List every line in the listing below that contains the string "feeder", matching its case exactly.

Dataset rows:
BEGIN
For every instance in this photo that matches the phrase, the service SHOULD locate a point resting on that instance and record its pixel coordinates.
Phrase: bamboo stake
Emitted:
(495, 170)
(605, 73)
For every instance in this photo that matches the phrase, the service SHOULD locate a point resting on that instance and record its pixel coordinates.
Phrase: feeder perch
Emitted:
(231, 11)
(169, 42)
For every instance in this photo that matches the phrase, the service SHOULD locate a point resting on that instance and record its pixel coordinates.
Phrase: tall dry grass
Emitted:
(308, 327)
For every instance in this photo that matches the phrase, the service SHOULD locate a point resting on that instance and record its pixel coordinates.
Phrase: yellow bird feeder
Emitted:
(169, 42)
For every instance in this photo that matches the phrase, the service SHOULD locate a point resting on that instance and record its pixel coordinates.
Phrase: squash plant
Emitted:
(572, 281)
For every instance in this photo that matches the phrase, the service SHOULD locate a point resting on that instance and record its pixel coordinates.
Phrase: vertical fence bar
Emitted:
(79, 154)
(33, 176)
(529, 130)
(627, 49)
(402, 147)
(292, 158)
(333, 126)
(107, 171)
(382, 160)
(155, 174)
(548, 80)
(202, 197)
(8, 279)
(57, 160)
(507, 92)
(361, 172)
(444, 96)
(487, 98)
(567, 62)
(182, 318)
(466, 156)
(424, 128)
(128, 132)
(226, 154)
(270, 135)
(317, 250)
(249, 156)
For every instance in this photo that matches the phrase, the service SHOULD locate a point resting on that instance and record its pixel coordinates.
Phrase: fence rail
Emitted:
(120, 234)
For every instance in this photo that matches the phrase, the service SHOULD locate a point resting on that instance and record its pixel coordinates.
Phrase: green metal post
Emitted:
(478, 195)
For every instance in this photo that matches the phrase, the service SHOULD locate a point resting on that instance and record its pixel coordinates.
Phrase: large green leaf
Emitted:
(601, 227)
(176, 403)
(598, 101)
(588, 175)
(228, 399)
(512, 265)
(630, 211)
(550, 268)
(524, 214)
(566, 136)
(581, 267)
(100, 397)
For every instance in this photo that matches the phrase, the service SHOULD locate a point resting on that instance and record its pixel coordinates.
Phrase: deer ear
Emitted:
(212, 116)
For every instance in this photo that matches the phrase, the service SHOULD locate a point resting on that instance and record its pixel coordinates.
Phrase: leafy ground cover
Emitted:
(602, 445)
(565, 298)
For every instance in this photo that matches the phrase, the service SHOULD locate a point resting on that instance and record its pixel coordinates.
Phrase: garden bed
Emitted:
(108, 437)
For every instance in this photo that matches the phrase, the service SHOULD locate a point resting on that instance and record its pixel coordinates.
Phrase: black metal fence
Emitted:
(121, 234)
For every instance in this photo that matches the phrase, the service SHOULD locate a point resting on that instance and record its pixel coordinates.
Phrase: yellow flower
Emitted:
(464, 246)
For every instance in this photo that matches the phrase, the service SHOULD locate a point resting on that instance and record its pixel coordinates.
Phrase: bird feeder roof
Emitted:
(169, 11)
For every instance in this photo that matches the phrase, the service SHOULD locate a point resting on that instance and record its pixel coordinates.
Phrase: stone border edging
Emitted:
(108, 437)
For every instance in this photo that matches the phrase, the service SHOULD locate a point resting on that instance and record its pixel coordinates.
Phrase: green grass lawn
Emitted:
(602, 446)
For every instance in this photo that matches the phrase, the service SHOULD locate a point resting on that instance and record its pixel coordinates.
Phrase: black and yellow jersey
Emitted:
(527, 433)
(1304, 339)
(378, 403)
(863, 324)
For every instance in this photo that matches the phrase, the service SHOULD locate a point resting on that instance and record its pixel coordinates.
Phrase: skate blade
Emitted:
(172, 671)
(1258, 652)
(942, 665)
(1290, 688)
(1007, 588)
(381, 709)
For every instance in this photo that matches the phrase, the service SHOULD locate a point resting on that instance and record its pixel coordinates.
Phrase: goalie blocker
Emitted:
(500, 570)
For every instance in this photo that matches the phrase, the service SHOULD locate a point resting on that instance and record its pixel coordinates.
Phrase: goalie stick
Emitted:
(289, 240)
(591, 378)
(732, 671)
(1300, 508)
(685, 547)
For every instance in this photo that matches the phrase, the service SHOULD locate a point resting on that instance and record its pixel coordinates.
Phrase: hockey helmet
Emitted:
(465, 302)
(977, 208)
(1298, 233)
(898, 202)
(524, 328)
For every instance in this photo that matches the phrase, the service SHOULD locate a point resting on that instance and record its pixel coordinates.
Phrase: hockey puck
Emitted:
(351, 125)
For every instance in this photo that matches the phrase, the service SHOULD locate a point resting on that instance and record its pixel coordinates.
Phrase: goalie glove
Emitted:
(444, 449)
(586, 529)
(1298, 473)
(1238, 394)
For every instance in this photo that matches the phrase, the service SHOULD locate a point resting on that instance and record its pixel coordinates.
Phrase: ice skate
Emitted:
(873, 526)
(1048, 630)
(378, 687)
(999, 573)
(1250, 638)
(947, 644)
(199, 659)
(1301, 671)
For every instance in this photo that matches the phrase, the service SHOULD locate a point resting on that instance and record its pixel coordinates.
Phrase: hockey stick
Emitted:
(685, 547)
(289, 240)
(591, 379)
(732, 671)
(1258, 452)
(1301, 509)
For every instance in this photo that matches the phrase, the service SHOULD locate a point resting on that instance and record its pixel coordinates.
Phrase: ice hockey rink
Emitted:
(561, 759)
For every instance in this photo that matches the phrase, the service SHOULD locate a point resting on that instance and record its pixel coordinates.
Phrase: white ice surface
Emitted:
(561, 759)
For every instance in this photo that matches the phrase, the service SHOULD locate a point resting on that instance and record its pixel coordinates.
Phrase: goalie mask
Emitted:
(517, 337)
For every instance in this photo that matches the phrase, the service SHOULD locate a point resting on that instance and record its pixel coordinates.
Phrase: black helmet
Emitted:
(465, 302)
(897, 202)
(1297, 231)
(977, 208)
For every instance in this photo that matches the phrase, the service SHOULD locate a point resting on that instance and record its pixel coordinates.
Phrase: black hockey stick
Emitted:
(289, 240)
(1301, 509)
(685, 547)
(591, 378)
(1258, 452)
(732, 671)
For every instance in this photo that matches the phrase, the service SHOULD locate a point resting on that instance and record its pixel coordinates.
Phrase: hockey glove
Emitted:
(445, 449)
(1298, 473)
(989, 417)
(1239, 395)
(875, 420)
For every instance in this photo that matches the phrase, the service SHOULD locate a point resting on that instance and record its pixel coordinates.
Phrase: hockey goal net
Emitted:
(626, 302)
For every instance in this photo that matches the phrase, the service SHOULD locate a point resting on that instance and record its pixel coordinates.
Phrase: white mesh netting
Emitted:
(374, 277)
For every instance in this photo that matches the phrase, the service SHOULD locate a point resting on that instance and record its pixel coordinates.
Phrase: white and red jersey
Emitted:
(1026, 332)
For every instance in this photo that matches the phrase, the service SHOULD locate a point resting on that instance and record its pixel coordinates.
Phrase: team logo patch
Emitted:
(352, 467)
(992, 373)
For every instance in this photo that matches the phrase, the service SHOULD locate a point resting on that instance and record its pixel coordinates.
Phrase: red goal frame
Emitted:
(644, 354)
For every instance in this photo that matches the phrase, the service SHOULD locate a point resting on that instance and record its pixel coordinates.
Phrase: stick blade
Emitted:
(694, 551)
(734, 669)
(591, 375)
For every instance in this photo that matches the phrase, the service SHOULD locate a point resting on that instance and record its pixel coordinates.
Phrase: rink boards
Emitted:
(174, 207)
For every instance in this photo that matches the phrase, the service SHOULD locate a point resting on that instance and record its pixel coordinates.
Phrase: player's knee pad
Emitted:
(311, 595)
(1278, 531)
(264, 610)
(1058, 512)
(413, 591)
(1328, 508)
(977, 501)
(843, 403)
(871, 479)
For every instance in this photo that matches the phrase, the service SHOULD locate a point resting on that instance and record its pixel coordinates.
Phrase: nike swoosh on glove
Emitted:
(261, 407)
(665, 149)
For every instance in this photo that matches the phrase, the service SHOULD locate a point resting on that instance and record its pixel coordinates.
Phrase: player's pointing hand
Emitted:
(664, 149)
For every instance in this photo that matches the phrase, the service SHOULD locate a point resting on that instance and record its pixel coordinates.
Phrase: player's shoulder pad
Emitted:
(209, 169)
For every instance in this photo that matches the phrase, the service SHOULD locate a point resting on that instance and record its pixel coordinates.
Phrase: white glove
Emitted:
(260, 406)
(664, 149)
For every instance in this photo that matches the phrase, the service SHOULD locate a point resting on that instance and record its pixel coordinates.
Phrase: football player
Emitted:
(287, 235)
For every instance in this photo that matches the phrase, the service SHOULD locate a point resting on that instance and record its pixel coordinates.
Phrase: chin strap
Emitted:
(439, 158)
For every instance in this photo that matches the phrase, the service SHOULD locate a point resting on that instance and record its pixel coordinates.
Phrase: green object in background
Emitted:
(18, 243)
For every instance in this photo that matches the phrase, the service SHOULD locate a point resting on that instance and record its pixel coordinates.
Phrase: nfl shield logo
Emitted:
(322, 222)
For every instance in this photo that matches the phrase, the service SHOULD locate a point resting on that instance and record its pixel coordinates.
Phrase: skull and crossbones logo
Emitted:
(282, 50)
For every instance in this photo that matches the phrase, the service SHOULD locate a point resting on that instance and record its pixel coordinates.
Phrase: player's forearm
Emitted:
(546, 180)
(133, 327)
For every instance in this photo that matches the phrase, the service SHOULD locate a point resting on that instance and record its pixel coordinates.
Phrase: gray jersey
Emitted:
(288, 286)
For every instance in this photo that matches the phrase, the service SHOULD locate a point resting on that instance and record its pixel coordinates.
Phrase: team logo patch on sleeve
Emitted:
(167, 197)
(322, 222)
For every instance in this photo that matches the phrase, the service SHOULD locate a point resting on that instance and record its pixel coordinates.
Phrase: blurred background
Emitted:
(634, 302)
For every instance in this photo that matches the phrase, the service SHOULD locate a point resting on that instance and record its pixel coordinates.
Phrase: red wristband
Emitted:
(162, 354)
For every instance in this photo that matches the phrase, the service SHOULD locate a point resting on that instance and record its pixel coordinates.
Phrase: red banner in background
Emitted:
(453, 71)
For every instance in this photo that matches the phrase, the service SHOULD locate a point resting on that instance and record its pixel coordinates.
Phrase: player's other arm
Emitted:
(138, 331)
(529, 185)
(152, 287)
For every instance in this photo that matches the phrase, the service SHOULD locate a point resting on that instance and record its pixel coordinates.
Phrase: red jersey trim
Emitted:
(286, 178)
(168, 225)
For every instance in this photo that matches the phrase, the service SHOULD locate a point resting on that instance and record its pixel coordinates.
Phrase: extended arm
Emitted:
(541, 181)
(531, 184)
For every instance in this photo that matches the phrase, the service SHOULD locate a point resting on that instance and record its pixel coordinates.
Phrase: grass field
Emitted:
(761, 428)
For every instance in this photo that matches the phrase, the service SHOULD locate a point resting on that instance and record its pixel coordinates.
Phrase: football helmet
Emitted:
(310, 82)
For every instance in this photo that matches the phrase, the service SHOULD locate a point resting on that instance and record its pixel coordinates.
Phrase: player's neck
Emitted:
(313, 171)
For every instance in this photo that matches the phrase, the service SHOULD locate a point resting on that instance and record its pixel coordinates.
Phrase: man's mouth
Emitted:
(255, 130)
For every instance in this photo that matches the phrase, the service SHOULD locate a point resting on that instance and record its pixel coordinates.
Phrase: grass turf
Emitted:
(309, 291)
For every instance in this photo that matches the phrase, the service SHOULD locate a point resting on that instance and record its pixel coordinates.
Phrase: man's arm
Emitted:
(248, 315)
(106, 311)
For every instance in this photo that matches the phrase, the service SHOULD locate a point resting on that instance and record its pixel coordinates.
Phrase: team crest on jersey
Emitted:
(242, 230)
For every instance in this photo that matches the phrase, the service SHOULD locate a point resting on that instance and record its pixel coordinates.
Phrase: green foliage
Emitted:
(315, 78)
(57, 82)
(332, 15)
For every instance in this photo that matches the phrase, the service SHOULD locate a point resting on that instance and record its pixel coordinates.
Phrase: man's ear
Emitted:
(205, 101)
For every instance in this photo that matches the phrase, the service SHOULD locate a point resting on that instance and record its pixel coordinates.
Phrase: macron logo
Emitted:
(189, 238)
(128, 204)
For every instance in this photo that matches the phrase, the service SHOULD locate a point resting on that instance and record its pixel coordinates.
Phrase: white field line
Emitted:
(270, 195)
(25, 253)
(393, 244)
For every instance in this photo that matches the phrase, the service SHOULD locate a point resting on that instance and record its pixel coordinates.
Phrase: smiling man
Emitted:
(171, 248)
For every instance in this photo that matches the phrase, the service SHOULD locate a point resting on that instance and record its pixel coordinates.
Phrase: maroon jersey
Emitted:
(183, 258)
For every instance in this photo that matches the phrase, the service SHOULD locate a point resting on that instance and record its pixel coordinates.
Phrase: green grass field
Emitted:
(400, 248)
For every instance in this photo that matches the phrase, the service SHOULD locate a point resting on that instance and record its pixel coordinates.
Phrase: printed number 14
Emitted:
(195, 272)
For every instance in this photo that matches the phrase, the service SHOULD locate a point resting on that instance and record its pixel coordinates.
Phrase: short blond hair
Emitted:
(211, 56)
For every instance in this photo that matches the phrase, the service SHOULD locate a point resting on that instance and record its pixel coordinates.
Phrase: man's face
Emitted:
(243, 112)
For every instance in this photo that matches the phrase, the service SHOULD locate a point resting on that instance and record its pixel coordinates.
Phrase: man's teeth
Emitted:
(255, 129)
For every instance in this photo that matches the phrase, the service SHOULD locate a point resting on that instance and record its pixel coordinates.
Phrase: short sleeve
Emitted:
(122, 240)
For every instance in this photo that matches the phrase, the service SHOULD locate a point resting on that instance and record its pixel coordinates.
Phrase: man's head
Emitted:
END
Solution for this task:
Phrase: feeder perch
Phrase: yellow bird feeder
Phrase: bird feeder roof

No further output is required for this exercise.